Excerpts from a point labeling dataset
▶

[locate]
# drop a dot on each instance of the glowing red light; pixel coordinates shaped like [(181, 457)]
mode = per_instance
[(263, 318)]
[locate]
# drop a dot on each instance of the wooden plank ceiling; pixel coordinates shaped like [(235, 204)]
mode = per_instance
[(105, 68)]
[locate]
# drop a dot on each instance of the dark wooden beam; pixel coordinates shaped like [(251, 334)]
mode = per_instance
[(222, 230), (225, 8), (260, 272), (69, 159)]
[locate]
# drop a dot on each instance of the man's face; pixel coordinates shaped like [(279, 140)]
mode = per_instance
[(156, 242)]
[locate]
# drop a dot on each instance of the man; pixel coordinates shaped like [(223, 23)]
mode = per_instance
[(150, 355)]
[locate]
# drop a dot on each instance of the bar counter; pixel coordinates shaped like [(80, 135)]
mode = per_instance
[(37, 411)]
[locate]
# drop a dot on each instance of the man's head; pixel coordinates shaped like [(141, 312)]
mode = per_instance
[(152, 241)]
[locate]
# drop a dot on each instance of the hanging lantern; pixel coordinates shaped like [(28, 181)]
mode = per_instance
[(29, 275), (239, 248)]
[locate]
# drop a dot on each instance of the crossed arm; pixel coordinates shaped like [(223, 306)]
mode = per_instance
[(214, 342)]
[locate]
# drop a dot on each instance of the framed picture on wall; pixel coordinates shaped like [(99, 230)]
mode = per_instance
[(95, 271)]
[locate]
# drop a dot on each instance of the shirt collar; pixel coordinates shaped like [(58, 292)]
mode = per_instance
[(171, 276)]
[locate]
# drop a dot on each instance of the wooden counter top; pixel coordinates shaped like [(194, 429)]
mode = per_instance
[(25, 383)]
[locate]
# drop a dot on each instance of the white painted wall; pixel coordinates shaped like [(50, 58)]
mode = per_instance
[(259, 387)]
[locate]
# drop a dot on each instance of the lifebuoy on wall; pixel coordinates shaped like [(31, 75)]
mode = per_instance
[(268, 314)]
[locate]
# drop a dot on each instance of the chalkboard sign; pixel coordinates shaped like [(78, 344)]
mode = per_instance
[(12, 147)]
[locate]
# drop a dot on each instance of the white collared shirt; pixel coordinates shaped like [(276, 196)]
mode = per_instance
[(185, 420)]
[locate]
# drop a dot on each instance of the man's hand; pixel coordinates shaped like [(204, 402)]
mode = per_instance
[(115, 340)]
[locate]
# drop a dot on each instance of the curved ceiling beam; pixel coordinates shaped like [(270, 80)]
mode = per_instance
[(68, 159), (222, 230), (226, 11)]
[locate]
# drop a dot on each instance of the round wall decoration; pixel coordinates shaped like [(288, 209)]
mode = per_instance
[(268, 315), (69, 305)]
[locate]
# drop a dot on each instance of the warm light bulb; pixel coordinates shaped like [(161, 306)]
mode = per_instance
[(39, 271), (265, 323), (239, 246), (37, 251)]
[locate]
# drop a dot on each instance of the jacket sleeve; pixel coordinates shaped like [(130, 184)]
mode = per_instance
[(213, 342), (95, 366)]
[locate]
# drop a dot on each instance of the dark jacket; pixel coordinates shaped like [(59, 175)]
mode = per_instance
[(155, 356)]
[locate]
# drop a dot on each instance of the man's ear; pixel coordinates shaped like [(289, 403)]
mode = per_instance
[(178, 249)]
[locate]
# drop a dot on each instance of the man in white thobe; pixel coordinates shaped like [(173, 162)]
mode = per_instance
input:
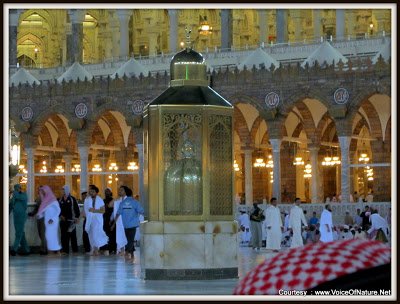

◀

▸ **JOB**
From the lines above, extract each one that contains the word "beam".

▸ **RESULT OF THE TASK**
# drop a dot on each instance of the dark wooden beam; pixel coordinates shaped like [(251, 334)]
# drop a dot on each instance of the curved ceiling beam; pixel coordinates shaped like [(270, 80)]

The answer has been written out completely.